= YOUR TASK =
Write out the listing in full, matching it word for word.
====== ITEMS ======
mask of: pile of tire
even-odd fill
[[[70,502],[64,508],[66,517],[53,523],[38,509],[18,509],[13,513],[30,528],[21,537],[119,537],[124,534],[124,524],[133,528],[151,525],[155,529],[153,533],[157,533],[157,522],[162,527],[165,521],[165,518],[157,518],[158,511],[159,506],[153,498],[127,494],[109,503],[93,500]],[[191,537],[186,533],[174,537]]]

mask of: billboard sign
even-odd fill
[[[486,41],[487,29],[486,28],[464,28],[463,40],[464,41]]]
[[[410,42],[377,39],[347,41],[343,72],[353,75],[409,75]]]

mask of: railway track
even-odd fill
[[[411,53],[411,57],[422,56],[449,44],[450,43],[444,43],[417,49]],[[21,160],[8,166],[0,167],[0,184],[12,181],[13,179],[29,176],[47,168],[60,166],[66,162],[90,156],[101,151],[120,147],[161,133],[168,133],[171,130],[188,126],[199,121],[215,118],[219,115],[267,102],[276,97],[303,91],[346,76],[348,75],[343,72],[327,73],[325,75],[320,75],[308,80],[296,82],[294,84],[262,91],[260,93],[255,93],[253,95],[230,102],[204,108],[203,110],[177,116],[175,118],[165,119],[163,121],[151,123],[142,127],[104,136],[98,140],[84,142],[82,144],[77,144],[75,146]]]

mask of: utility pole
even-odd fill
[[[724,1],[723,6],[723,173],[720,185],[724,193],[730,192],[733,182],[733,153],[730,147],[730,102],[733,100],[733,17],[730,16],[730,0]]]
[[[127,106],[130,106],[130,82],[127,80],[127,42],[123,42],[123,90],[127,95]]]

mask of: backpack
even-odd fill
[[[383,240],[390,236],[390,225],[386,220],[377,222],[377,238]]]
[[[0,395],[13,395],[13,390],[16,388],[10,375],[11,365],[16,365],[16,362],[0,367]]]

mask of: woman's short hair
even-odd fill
======
= FULL SOLUTION =
mask of: pile of tire
even-odd fill
[[[70,502],[64,508],[66,517],[53,523],[38,509],[18,509],[13,513],[30,528],[21,537],[119,537],[124,534],[124,524],[133,528],[151,525],[155,529],[153,533],[157,533],[157,522],[162,527],[165,521],[165,518],[157,518],[158,511],[159,506],[153,498],[127,494],[109,503],[93,500]],[[191,537],[186,533],[174,537]]]

mask of: billboard sign
even-odd fill
[[[486,41],[487,29],[486,28],[464,28],[463,40],[464,41]]]
[[[410,42],[377,39],[347,41],[343,72],[353,75],[409,75]]]

mask of: railway track
even-odd fill
[[[411,53],[411,57],[422,56],[449,44],[450,43],[444,43],[417,49]],[[21,160],[8,166],[0,167],[0,184],[12,181],[13,179],[29,176],[47,168],[60,166],[66,162],[90,156],[101,151],[120,147],[161,133],[168,133],[171,130],[188,126],[199,121],[215,118],[219,115],[267,102],[276,97],[303,91],[346,76],[348,75],[343,72],[327,73],[325,75],[320,75],[308,80],[296,82],[294,84],[262,91],[260,93],[255,93],[253,95],[230,102],[204,108],[203,110],[177,116],[175,118],[165,119],[163,121],[151,123],[142,127],[104,136],[98,140],[84,142],[82,144],[77,144],[75,146]]]

mask of: utility pole
even-odd fill
[[[724,1],[723,6],[723,173],[720,185],[724,193],[730,192],[733,182],[733,153],[730,147],[730,102],[733,100],[733,17],[730,16],[730,0]]]
[[[127,106],[130,106],[130,82],[127,80],[127,42],[123,42],[123,90],[127,95]]]

mask of: backpack
even-odd fill
[[[383,240],[390,236],[390,225],[386,220],[377,222],[377,238]]]
[[[0,395],[13,395],[13,390],[16,388],[10,375],[11,365],[16,365],[16,362],[0,367]]]

mask of: woman's short hair
even-odd fill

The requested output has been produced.